══ PAGE EXCERPT

Andersson, who worked at H&M for almost 20 years, says Uniqlo is a hot commodity in Sweden, where the brand has yet to open a store. “My daughter, who’s 14, and mother-in-law, who’s 85, both said, ‘Could you go to Uniqlo and pick up a ULD down jacket for me?’ They wanted the same item but wear it completely differently up to now. I love ULD because it’s light, packable, warm, functional, and we put new designs into it, giving people reason to buy a new one,” he says.

Fifth avenue flagship

At Uniqlo’s flagship store on Fifth Avenue in Manhattan, silhouettes of ULD jackets in neon are the stars of the Christmas display. With three floors, 1,500 square feet of selling space and a Starbucks café in-store, 4,000 to 5,000 customers come to shop every day.

Another holiday-season lure are the Daily Deals: today it’s knit sweaters at 50 percent off. “Corduroy is the main item we’re pushing this winter,” says store manager Anna B. “Also the down jackets and outerwear pieces.”

My personal favorite is the SPRZ NY section on the second floor, where artist shirts by Yayoi Kusama, Robert Mapplethorpe and Jackson Pollock are encased in glass, much like paintings are framed in a real gallery. I also love the UU collection for kids designed by Jun Takahashi, but $40 for a jacket that a child will outgrow in a few months?  I settle for a cheaper pair of furry shorts for my daughter instead.

Y tu moma tambien

Uniqlo supports the arts, as can be gleaned from its SPRZ NY line, but we realize just how much at the neighboring Museum of Modern Art (MoMA). The brand sponsors MoMA’s Free Friday Nights, where anyone can enter the museum free of charge between 4 to 8 p.m. on that day.

“We average 7,400 visitors per week,” notes Laura Kittredge, who’s on MoMA’s development exhibition and project funding team. “The core values and mission of both Uniqlo and MoMA are about making art free to the public.”

════
══ STORED DATA

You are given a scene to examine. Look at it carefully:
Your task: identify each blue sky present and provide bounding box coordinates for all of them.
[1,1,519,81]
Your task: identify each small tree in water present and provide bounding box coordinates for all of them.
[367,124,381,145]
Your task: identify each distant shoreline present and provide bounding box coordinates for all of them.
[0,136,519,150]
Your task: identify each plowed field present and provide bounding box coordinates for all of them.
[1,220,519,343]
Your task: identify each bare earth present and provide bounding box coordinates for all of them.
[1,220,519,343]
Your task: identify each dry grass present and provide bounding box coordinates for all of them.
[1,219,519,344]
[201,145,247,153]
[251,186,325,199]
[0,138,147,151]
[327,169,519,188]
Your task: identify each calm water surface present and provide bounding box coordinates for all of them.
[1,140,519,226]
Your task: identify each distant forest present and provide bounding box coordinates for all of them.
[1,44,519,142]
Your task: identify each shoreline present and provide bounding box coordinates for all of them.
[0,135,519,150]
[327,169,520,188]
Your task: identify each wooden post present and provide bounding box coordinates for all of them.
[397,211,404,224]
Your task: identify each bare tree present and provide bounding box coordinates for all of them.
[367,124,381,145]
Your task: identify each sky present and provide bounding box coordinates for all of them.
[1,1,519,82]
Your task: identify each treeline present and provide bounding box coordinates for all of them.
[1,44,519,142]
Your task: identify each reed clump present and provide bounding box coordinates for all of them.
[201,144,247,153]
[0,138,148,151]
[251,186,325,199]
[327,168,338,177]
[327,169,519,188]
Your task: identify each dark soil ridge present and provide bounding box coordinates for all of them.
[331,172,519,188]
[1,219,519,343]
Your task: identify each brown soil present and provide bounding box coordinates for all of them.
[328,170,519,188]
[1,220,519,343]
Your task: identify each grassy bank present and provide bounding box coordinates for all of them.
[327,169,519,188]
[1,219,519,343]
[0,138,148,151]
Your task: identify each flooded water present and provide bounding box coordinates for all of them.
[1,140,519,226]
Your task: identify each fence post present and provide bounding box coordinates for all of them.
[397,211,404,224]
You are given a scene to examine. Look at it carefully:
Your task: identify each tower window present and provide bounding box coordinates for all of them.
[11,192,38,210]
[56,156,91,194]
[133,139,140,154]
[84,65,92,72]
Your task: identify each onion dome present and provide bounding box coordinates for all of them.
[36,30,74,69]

════

■ PROBLEMS AND TASKS:
1. Answer these questions from the Uniqlo article:
(a) How many customers shop at the Fifth Avenue flagship each day?
(b) What is 50 percent off in today's Daily Deals?
(c) Between what hours can anyone enter MoMA for free on Free Friday Nights?
2. Pick up the Uniqlo article after its last sentence and continue writing it.

■ ANSWERS BY ITEM NUMBER:
1.
(a) 4,000 to 5,000
(b) Knit sweaters
(c) 4 to 8 p.m.

2.
Sarah Suzuki, MoMA’s associate curator, who’s been working on the SPRZ NY project since the start, suggests artists whose work would translate well in SPRZ: “The kind of work people might be interested in, and what the SPRZ platform offers artists in their work.”

While Jackson Pollock has been the top-selling SPRZ artist thus far, for SS2015 MoMA and Uniqlo are introducing less familiar but nonetheless interesting names.

“We’re focusing on the Russian avant-garde, artists of the first two decades of the 20th century who created a design revolution,” Suzuki says. “They came up with the idea that art shouldn’t be something you go see in a museum, art should be integrated in every aspect of your life. Aleksandr Rodchenko invented the idea of photomontage, and was deeply engaged with book and magazine design.

“Jennifer Barlett is a living artist who became extremely well known in the 1980s making figurative work. What’s interesting is that she went back to her own personal archive and has pulled a lot of things that she’s made over the years that never found a final form: really beautiful allover abstract patterns, loose grids or florals that are translating so beautifully in the samples that we’ve seen; it’s exciting this is giving that work resolution.

“Anni Albers worked with Bauhaus, how to spread art education in the world, and a lot of what she did was weavings and textile design so again she’s a really great partner.”

From menswear to lifewear

To think that Uniqlo started as a men’s brand 30 years ago. The Japanese retail giant has definitely come a long way.

“Mr. Yanai wants everyone in the world to have at least one piece from Uniqlo,” Andersson says. “We don’t segment the world — that’s our ‘made for all’ concept.”

Muses Nealz, “They’re clothes to help you through your life.”